» PROBLEM:
Transcribe the stretch of entries below from the line with "Traffic-operations request: mark the green grass" through the line with "Traffic-operations request: mark the fingers", exactly and with both ends included; leave out all other lines.

» SOURCE DATA:
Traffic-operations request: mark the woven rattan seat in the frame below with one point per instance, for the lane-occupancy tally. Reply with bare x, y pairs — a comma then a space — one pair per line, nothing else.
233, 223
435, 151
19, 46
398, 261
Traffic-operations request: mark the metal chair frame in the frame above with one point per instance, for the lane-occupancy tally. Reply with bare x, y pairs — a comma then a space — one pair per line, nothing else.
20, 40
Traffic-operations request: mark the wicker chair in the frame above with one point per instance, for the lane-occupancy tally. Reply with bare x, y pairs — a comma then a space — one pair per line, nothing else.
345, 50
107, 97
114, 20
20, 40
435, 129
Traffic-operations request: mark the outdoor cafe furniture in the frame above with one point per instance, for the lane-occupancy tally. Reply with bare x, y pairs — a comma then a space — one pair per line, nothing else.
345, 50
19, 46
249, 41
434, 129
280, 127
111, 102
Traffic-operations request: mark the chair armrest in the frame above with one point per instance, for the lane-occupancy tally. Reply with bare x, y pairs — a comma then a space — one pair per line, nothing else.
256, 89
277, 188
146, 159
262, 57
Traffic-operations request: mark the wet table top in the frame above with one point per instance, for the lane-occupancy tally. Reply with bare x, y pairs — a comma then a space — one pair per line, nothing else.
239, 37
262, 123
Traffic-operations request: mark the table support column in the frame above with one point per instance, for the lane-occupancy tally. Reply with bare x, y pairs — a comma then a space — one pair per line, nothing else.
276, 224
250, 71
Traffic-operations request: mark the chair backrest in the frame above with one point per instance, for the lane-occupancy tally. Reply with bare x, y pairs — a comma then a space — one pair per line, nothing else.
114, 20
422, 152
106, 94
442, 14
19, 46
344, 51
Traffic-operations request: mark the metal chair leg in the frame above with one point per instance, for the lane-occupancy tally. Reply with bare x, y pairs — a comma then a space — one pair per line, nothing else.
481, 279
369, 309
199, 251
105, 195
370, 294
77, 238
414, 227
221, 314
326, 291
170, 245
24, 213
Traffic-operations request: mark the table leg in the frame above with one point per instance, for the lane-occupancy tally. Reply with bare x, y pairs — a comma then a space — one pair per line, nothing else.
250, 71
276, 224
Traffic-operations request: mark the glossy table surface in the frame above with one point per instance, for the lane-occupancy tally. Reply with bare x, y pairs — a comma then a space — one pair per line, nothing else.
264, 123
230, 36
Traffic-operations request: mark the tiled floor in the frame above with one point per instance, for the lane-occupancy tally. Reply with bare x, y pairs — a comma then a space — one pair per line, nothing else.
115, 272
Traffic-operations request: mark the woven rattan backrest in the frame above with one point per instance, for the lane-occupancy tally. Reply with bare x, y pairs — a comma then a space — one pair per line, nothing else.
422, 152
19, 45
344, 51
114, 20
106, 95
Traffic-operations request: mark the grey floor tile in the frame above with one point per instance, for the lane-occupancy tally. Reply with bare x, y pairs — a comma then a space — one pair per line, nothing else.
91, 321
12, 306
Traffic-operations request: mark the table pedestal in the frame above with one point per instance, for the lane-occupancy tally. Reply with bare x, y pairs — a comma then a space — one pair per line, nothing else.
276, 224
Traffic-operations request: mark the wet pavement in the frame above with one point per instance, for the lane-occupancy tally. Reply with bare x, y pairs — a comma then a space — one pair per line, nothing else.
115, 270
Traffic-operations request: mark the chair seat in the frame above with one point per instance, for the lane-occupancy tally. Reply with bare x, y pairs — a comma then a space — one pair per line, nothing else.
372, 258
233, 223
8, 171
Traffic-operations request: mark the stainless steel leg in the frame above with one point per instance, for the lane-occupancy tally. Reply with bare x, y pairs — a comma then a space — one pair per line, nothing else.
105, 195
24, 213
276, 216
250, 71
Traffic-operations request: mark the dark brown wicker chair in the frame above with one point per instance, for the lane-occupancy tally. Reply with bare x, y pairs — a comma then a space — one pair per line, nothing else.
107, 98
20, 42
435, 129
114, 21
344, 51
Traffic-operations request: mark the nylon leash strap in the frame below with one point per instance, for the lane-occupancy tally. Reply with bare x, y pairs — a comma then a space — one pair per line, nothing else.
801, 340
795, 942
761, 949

* * *

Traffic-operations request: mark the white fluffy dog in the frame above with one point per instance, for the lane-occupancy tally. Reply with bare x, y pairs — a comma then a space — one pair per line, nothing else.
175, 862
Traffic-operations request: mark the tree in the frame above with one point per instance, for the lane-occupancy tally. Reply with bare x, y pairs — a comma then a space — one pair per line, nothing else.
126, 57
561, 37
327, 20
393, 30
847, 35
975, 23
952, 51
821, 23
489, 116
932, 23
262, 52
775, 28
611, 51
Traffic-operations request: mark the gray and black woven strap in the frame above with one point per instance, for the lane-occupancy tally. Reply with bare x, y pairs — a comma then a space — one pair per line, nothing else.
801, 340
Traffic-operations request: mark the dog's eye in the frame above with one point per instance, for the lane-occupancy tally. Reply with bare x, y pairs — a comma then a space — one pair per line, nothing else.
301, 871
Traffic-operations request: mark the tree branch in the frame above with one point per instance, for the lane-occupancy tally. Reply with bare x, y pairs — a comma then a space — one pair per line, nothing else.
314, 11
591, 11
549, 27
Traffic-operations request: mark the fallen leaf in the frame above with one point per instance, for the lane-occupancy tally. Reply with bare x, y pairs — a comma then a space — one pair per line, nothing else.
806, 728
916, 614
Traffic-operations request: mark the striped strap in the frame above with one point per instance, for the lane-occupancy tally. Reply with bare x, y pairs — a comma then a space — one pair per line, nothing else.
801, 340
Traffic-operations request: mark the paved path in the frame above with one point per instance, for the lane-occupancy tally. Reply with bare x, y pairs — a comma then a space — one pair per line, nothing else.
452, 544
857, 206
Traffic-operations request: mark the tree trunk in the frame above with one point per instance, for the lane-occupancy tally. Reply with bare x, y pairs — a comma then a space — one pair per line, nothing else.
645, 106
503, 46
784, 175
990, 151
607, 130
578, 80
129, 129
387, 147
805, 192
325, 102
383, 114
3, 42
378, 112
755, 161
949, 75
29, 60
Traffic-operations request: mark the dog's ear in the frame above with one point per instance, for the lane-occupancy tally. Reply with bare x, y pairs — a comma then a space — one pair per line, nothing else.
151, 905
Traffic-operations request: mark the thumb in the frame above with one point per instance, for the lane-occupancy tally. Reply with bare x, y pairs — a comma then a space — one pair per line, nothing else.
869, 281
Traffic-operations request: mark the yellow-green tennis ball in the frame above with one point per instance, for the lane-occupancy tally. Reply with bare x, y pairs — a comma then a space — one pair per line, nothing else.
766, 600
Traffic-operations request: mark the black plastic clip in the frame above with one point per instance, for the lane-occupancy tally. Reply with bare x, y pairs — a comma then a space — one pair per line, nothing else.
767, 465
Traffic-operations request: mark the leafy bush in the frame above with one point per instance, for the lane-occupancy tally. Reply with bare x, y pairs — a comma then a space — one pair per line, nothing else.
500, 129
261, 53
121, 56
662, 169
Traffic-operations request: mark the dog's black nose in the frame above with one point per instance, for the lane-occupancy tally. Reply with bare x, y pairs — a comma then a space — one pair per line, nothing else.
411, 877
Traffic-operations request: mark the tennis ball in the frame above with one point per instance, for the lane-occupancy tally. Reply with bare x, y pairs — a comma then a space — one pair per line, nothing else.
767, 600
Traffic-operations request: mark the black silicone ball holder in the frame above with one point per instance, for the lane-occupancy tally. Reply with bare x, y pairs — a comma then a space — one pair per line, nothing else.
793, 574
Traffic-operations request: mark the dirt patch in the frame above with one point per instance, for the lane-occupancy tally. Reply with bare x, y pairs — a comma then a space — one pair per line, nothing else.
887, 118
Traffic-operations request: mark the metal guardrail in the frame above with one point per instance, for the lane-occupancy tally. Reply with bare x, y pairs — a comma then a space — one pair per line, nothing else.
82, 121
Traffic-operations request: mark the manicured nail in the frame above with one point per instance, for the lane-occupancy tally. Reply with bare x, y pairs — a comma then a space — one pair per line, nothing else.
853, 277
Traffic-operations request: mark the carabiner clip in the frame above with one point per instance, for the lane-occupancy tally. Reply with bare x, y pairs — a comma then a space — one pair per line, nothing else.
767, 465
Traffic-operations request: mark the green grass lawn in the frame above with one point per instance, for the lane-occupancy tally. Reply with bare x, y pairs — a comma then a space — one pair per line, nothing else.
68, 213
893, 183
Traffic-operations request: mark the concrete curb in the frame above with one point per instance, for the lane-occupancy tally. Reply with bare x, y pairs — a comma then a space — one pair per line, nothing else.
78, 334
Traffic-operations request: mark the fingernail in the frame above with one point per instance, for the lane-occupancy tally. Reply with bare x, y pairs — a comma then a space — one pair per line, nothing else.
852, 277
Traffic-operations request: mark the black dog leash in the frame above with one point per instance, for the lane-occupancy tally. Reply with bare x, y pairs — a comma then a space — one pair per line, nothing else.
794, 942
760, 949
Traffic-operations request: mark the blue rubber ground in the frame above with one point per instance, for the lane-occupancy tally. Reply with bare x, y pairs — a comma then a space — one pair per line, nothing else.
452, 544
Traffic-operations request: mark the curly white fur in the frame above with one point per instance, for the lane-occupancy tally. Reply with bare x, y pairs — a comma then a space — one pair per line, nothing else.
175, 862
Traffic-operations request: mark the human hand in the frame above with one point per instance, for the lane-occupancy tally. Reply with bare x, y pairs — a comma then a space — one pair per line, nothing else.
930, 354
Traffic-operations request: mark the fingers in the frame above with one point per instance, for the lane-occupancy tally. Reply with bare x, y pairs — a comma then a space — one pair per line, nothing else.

--

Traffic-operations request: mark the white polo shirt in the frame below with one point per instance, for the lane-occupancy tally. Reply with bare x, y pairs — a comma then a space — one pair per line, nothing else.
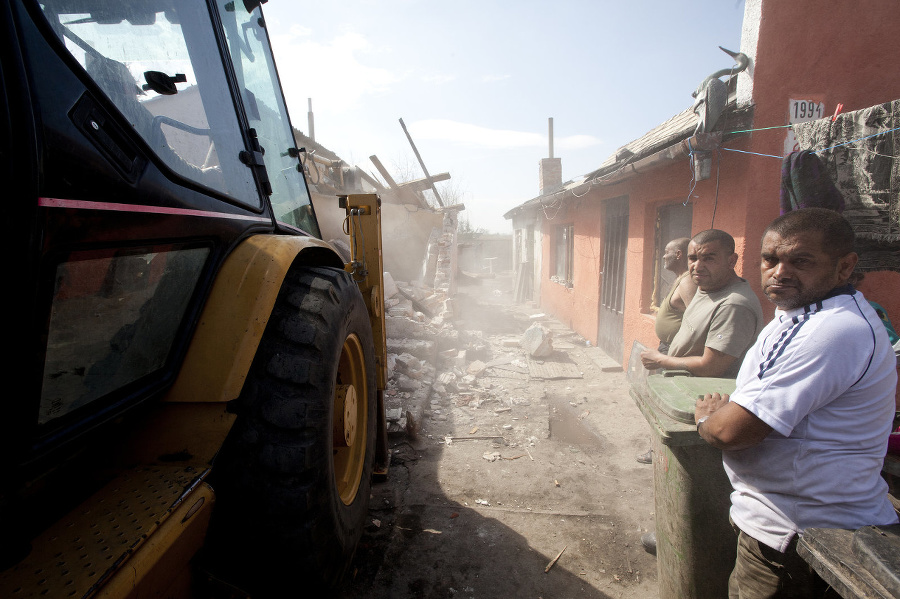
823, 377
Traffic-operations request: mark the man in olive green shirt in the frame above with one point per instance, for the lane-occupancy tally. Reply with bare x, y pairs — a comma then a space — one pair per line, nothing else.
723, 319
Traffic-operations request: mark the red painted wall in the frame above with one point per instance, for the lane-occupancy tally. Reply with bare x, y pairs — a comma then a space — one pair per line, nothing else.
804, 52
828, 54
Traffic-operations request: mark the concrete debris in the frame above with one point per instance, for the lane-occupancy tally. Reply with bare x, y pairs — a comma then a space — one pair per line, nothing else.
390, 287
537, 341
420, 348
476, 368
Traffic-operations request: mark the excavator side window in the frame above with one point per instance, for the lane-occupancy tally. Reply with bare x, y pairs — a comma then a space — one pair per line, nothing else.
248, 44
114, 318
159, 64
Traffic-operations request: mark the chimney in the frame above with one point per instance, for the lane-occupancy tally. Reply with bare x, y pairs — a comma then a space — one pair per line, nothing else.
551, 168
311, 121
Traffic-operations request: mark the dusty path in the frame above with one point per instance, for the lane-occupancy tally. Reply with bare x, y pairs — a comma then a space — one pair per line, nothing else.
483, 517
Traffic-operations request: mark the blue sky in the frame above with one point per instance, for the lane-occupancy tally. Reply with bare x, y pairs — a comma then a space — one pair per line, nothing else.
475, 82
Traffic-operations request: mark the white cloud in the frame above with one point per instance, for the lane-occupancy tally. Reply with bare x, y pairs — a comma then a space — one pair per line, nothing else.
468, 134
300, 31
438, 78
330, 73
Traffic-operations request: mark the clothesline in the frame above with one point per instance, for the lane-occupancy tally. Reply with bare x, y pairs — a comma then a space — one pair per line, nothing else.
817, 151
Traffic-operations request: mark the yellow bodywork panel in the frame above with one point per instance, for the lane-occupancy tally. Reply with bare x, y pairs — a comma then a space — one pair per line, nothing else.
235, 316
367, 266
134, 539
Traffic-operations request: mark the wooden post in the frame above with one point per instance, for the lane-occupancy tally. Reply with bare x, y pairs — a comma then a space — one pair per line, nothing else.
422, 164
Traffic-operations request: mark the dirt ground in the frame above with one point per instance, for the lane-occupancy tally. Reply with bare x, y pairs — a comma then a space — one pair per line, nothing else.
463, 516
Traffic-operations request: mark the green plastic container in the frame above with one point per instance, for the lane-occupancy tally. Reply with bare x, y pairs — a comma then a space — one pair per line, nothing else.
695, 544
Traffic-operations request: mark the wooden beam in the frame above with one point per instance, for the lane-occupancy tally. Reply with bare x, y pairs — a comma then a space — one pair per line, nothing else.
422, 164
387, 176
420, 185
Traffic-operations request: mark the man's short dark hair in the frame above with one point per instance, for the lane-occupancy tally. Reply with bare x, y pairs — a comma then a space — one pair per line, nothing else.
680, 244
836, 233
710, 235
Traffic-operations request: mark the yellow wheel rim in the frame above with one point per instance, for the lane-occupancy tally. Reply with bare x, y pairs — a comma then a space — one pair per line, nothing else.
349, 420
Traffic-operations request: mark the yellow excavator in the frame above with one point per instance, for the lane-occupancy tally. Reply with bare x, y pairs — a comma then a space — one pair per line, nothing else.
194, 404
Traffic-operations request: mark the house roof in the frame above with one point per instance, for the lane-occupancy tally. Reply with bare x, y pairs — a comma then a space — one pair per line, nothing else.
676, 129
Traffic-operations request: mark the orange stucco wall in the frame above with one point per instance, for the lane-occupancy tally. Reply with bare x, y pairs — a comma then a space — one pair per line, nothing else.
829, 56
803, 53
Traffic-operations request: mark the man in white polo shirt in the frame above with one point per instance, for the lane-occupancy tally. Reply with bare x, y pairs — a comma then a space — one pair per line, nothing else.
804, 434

» RESPONSE TO THE EXERCISE:
Traffic-operations request: mark the green grass lawn in the frame above with one point per instance, for the lane-occupancy tally. Reply with bare x, y pairs — a comma then a space — one pair per line, nothing else.
68, 213
893, 183
Traffic-operations request: mark the concrete curb in the frame above with one point per instance, for the lane-occupancy tally. Reply with bare x, y pairs — a comma then a space — one pair per line, nothing else.
78, 334
Traffic-operations request: mark the fingernail in the frame above with one point per instance, for the lane-occupancy tally. Reply with bare x, y pairs — a comma then a space — one pair per line, nothing else.
852, 277
Traffic-operations request: mark the black dog leash in the frame above with one point per instance, for the lane-occupancy tally. Reply with bare x, y pairs — a comma then a space — one pair per line, nothing else.
794, 942
760, 949
Traffic-operations request: mark the blue rubber ground in the frame above with one point per instance, for the lane-occupancy tally. Reply with bare x, y pairs — a comma then a space — one pair per line, nothing else.
452, 544
Traffic-operations request: mark the curly white fur in the frame above with one point per instance, for the lane-occupancy tally. Reply with bare x, y pairs — a comma then a space — one pair per line, nothing else.
175, 862
Traffic-operations request: mark the human hand in the frame above with one point per instance, for the lane-occupancy tally. Reply with bare x, y pairs — a comma then a space — one pair per line, nothing else.
930, 354
Traffic-operations request: mark the fingers in the frame above with one point per instance, for the lane-occupancy tally. Reply with bare x, y pairs — a comma then a space — one pair per line, nothing else.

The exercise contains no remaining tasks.